» What the exercise asks: Rescale the entries from the line containing "Could you locate the double" through the end of the entries, inclusive, by writing out every line, requests included, with each point coordinate in the answers multiplied by 0.95 and rounded to a whole number, halves up. Leave the numbers in the requests and their format samples unchanged.

-- START OF Entries shown --

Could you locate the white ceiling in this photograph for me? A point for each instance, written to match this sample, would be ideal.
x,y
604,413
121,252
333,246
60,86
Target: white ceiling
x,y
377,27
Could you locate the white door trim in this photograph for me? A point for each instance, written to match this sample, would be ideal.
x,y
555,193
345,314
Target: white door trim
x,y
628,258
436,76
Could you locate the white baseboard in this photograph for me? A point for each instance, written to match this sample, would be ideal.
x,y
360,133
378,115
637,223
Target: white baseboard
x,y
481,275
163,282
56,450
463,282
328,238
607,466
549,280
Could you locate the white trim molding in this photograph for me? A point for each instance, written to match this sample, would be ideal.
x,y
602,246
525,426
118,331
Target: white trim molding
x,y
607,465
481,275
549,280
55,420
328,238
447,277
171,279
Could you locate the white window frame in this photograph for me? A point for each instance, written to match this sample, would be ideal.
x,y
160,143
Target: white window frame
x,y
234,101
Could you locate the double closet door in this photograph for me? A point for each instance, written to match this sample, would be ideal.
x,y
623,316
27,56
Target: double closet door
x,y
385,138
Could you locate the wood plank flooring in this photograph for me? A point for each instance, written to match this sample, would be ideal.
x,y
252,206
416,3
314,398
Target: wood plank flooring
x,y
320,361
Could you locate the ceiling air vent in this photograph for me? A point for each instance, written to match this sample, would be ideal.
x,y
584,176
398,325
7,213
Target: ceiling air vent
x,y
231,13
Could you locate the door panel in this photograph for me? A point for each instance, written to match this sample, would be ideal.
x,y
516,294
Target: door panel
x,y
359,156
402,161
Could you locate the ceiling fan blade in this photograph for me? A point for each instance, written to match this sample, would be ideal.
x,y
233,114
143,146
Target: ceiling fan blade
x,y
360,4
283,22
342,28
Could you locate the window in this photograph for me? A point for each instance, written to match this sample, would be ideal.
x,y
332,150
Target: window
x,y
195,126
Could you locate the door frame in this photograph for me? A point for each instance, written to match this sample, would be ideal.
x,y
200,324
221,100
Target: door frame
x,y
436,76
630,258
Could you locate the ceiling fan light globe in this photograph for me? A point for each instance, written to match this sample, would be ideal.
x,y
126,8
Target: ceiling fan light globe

-- END OF Entries shown --

» Response below:
Could you locate the double closet door in this photograph for me? A point for each instance, written to match this sample, would be ideal.
x,y
623,316
27,56
Target: double closet door
x,y
366,131
Could you locate the wood plank flooring in this photograph for me? A point for each instance, written to match this sample, would be ideal.
x,y
252,206
416,3
314,398
Target: wood plank flooring
x,y
304,343
Could you locate the ceiling air vent in this photograph for me? A point for each instance, written to match this sample, would be ideal.
x,y
584,176
398,325
7,213
Target: ceiling air vent
x,y
219,12
Could you locate the door panel in this photograph for me? A point for each instance, written to match this sample, would be ideal.
x,y
516,294
Target: door panel
x,y
341,148
382,153
Could you locate the ceiling fan blade in this photograph for me? A point for each instance, written to match this sample, would be ideal.
x,y
233,114
143,146
Target: ceiling fan blade
x,y
342,4
269,21
325,27
Could you locate the window in this photograph for me? A point for each instance, written to match this sample, would be ideal.
x,y
332,150
Target: window
x,y
185,120
Could you locate the door frame in this photograph for me? A point for each instance, written to match this sample, would be ideal.
x,y
200,324
221,100
Target: door frame
x,y
414,72
599,245
Could you locate the ceiling fan light globe in this photograph for me? A point for each instance, written to match this sample, would be ideal.
x,y
126,8
Target: ceiling fan light globe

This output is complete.